Отрывок
··········
Ее рассказ – непосредственно о том, «почему художниц так мало», иначе говоря, как все-таки получилось, что та, которая так стремилась, так хотела, так много работала, так мечтала – и не стала… Куда, во что ушли порыв, и воля, и напор, и желание… Они ушли… в любовь. В дом. В детей. Даже не в том (или не только в том) смысле отсутствия «своей комнаты», о которой писала Вирджиния Вульф, когда:
«И вот началась жизнь. Спасенье было одно: уйма работы. Стирать, убирать, варить, кормить… Снова стирать, купать, варить, кормить. У меня Кларочка крошкой спала подряд 12 часов – с 9 вечера до 9 утра. А Вова нет, он просыпался ночью, надо было кормить, пеленать.
Я отупела от непрерывной работы, мне некогда было сбегать (через огромный двор) в уборную… А мама плакала над моей судьбой…
Выхода не было… Но я притерпелась. И дети – они были детьми. Они несли мне радость, они мне были опорой. Они росли и хорошели. Я их любила.
Андрей, хоть и приходил по ночам пьяный, любил их тоже, а днем сходил с ума от счастья, вытворял совершенно невероятное. В этом немыслимом кавардаке вся семья была счастлива. А Вовка рос, он был таким здоровым, крепким малышом, он сел в 5 месяцев (Кларочка – в 8!), а потом, недолго думая, пополз.
А вечерами Андрей старался улизнуть и возвращался пьяный»
[308].
Но не только – или не столько – в страшной занятости, тяжелой работе, эмоциональном напряжении, нехватке времени и сил – дело (и не все ведь время так было). А в том, как, оказывается, организована сама жизнь. И она – вот это открытие – организована так, что уже давно определено, кому быть мастером, а кому – музой. Это получается как бы само собой – надо просто жить, любить, выходить замуж, заботиться, хотеть близким добра: делать именно то, что предполагает социальный порядок. А твой прорыв, твоя воля, твоя мечта в принципе, «теоретически», возможны, но тогда весь этот порядок, тот «способ», которым привыкло жить человечество, надо ломать. А он, порядок, ломаться «не хочет» (хотя со временем чуть подается): ведь все устроено так «удобно». Вот, оказывается, почему «художниц так мало»! И в чем смысл фразы «личное есть политическое». И о чем на самом деле этот автобиографический рассказ.
Но если все, рассказываемое в воспоминаниях, приобретает смысл с точки зрения «сегодняшнего» момента, если туда попадает то, что сейчас кажется важным, то почему – вместе с детством, Академией художеств, любовью, войной, детьми, смертями – почему важно рассказать о доме отдыха на Кавказе, когда за ней ухаживает один из отдыхаюших, и как потом она «выше» того, чтобы оправдываться перед мужем (перед которым она ни в чем не виновата)? Потому что здесь речь идет о свободе, о личной автономии, которой не может быть без преодоления самой первой исторически и полностью не исчезнувшей даже сейчас власти: власти мужчины на женщину или всех мужчин на всех женщин. И это тоже то «личное», которое является «политическим», потому что стало выражением самóй идеи человеческой автономии, т. е. права себя на себя и признания этого права другими. Это про власть и преодоление ее в себе: я сама решаю – когда и с кем, потому что я автономный, независимый, свободный человек и носитель морали; моя мораль – во мне, я верна ей, потому что я этого хочу и считаю это правильным. Я человек, потому что хочу им быть (и в какой-то мере, очевидно, эта автономия прямо связана с теми возможностями прочесть, увидеть, понять, которые стали возможны для многих женщин сначала при советской власти).
··········
Выдержки из набора данных для указания точек
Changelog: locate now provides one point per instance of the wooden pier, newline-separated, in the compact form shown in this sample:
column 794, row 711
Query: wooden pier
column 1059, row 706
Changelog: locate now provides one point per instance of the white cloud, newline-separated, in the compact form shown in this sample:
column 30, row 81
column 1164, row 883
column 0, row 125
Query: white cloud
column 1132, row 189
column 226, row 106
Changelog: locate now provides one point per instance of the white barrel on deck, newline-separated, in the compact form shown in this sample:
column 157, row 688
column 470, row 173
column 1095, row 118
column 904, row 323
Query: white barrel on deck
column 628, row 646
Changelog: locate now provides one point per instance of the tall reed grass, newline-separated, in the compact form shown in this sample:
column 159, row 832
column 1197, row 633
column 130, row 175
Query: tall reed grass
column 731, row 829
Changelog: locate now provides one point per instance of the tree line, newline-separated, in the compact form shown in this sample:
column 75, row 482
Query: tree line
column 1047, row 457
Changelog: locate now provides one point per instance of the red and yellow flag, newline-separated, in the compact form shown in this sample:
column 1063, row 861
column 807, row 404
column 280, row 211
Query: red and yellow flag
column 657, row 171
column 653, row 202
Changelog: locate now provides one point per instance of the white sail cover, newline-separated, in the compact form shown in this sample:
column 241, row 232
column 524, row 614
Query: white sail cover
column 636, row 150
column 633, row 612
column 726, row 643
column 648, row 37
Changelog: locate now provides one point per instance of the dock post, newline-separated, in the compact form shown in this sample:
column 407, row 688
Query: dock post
··········
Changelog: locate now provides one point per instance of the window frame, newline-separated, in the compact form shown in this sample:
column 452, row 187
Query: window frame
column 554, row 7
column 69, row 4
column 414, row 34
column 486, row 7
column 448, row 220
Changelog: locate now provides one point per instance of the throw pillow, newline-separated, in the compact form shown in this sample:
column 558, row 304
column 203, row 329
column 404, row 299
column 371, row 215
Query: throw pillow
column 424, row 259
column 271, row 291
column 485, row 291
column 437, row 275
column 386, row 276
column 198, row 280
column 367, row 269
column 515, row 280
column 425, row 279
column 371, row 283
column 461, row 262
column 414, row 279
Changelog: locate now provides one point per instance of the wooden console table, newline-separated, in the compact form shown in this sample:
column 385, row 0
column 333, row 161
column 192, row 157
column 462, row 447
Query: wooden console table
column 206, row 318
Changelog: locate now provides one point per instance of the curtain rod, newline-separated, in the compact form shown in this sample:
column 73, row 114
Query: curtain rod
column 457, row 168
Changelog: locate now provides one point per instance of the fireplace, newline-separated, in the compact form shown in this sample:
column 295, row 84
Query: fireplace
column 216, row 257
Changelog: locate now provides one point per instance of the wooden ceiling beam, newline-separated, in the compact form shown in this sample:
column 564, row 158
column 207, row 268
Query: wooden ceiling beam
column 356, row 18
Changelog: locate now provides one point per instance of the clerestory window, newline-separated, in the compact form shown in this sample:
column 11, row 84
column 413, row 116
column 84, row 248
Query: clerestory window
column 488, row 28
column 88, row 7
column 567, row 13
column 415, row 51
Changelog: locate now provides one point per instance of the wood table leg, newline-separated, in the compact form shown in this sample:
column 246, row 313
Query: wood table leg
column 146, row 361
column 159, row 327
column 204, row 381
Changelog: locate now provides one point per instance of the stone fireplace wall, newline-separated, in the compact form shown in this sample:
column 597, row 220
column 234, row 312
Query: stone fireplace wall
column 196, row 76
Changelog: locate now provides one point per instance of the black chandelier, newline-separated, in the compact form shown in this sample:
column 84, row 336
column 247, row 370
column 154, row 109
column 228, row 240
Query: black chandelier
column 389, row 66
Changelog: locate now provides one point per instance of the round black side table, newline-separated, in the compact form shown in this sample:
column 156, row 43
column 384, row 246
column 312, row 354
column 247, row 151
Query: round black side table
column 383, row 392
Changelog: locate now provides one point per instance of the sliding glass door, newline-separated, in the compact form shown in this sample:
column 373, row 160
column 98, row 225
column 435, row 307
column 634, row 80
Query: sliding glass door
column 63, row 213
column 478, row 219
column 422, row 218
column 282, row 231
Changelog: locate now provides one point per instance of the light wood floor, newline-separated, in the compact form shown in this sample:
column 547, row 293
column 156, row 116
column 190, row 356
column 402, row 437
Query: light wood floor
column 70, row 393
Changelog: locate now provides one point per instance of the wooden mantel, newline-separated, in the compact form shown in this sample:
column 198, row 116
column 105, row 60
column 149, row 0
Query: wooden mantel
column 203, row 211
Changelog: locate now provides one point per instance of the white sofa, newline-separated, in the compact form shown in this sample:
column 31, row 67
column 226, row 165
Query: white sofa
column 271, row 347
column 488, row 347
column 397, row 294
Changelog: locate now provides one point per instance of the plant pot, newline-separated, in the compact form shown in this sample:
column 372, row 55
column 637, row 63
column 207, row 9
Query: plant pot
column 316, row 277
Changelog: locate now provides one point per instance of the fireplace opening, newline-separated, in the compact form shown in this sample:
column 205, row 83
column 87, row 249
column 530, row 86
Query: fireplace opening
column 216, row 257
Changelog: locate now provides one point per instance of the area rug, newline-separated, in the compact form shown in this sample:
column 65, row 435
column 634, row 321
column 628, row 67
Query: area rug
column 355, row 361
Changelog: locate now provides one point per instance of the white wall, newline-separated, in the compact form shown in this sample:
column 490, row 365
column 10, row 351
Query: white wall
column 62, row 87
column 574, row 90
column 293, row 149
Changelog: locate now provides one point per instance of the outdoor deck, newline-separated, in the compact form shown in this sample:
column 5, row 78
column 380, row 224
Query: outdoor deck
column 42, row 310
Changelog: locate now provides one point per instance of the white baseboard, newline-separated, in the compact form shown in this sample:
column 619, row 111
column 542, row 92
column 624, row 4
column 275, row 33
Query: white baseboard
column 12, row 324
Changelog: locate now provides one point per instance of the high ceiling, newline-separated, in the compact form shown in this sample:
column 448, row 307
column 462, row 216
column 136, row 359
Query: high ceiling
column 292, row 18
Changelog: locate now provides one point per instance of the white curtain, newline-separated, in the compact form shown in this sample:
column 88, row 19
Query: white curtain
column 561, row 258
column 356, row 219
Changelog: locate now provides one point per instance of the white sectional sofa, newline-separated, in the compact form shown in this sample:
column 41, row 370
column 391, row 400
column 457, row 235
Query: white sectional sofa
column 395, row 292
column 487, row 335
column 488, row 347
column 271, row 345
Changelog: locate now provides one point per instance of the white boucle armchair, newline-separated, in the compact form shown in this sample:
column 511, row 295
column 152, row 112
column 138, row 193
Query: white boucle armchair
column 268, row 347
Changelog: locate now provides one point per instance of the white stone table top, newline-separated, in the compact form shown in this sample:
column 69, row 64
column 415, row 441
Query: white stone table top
··········
Поставленная задача
Пожалуйста, воспроизведите из отрывка выше о судьбе художницы фрагмент, который открывается словами с «Андрей, хоть и» и завершается словами «недолго думая, пополз.».

Выполненное упражнение
Андрей, хоть и приходил по ночам пьяный, любил их тоже, а днем сходил с ума от счастья, вытворял совершенно невероятное. В этом немыслимом кавардаке вся семья была счастлива. А Вовка рос, он был таким здоровым, крепким малышом, он сел в 5 месяцев (Кларочка – в 8!), а потом, недолго думая, пополз.